EXERCISE OBJECTIVE: The reply should hold every record, copied exactly.

RECORDS SHOWN:
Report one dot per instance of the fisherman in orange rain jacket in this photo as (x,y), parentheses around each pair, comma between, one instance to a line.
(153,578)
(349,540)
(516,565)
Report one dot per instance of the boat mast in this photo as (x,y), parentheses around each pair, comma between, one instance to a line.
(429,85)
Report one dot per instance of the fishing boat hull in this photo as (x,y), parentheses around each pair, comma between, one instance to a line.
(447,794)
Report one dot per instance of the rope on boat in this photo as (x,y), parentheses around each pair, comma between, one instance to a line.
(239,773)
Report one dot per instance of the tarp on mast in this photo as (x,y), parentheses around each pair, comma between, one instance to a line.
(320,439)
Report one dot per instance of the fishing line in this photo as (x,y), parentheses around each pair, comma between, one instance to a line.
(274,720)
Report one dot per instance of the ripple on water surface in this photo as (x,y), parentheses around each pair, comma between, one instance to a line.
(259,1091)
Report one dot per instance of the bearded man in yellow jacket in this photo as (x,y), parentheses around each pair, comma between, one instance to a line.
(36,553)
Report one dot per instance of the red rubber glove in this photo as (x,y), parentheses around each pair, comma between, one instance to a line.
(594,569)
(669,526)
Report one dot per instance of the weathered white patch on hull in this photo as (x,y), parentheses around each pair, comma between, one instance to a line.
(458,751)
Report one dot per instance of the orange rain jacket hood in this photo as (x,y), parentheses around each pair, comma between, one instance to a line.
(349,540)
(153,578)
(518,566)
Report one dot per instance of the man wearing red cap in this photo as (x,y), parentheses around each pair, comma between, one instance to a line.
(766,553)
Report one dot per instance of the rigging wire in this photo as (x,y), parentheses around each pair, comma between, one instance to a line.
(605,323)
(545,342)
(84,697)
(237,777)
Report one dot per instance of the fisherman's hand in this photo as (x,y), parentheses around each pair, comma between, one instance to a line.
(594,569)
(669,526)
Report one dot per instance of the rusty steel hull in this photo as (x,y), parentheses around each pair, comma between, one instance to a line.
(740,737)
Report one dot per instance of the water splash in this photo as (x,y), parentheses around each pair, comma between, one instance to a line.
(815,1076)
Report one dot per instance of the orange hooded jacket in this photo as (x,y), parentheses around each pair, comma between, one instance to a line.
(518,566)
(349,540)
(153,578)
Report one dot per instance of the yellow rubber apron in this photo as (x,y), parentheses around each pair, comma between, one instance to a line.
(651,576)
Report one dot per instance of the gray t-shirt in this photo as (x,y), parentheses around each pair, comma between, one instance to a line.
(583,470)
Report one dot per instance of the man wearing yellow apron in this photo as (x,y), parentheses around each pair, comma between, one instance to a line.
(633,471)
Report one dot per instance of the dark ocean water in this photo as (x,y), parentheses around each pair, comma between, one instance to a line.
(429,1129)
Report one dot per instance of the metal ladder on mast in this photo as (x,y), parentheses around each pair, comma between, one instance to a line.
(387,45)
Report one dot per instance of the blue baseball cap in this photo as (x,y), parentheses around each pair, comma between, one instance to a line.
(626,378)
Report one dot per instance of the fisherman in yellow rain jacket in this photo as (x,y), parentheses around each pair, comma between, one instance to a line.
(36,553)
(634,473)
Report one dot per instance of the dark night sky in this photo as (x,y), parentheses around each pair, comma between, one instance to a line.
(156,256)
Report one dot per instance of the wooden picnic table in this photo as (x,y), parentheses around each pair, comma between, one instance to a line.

RESPONSE TO THIS TASK:
Report one dot per instance of the fisherman in orange rain jacket in this photo as (x,y), parentheses around each pair, comma between, one instance to a line.
(153,578)
(349,540)
(516,565)
Report one dot per instance of the boat mast in this photo as (x,y), parentheses around each pair, comma between, one instance to a line.
(429,85)
Report one dot per instance of the fishing boat hull in this photo as (x,y), parentheses around each pair, comma between, one instance to a line.
(447,794)
Report one dot per instance of the rope on boat in this photo as (x,y), parentheses around each pair, comma between, one instance to a line.
(239,773)
Report one dot per instance of the tarp on mast in this photo as (x,y), parentheses around each pair, comma between, one instance to a line.
(320,439)
Report one dot per instance of the fishing line in this photo as (x,y), parentheses around each pair, comma between, one instance to a line.
(274,720)
Report one dot per instance of the ripple on water surface in this photo as (x,y), parentheses around each pair, comma between, one instance to a line.
(259,1091)
Report one dot per instance of the bearded man in yellow jacket in this photo as (x,y), parentheses around each pair, comma between, one instance to a line.
(36,553)
Report one dot per instance of the red rubber glove in this photo as (x,y), parentheses around each pair, comma between, one instance to a line.
(594,569)
(669,526)
Report one dot per instance of the weathered white patch on hull in this photo as (x,y), parentheses around each pair, comma between, one instance to a line.
(458,751)
Report one dot per instance of the orange rain jacket hood in this photo as (x,y), parentheses around each pair, comma between, one instance to a line.
(349,540)
(153,578)
(518,566)
Report one dot per instance of the man wearing red cap in this photo as (x,y), parentheses around each pair, comma between, one instance to a line.
(766,553)
Report one dot per instance of the rigging wire in this photo as (x,y), parentheses around each pair, comma between, one instance to a line.
(605,323)
(545,342)
(84,697)
(237,777)
Report one dot per instance of the fisherman's hand in this photo as (x,y), parentheses around each pair, comma between, one instance to a line.
(594,569)
(669,526)
Report one dot per instance of the rusty steel hull in this photo as (x,y), parentheses around each pair, comma between, one instance to a line.
(740,737)
Report one dot per instance of the water splash in this photo as (x,y), parentheses around each pair, comma between, one instance to a line.
(815,1076)
Report one dot per instance of the orange hooded jacket in this photo as (x,y), parentheses around each pair, comma between, one instance to a line.
(518,566)
(349,540)
(153,578)
Report one dot per instance of the yellow rubber apron in this photo as (x,y), parentheses around each pair, comma between, one instance to a line.
(651,576)
Report one dot per instance of the gray t-shirt in this photo as (x,y), parentheses around each pair, comma between, one instance to a line.
(583,470)
Report one dot per instance of the man wearing yellow apron in this photo as (x,y), parentheses around each pair, comma between, one instance to a line.
(633,471)
Report one dot per instance of the dark ocean water in this photo as (x,y), parentheses around each pair, comma between, one instance to a line.
(429,1129)
Report one dot per instance of the metal ladder on mast in this photo as (x,y), parentheses around each pair, comma between, one instance to a line.
(387,45)
Report one dot per instance of the blue baseball cap in this photo as (x,y), parentheses around each pair, comma between, one instance to a line.
(626,378)
Report one dot per instance of the fisherman in yellow rain jacket in this photo as (x,y), parentheses around each pair, comma between, one instance to a line.
(36,553)
(634,473)
Report one dot per instance of the dark night sky in this photo as (x,y), parentheses around each pair, comma between, one instance to a line.
(156,256)
Report one dot per instance of the wooden picnic table in this photo as (x,y), parentheses around each pair, comma between, one instance to a line.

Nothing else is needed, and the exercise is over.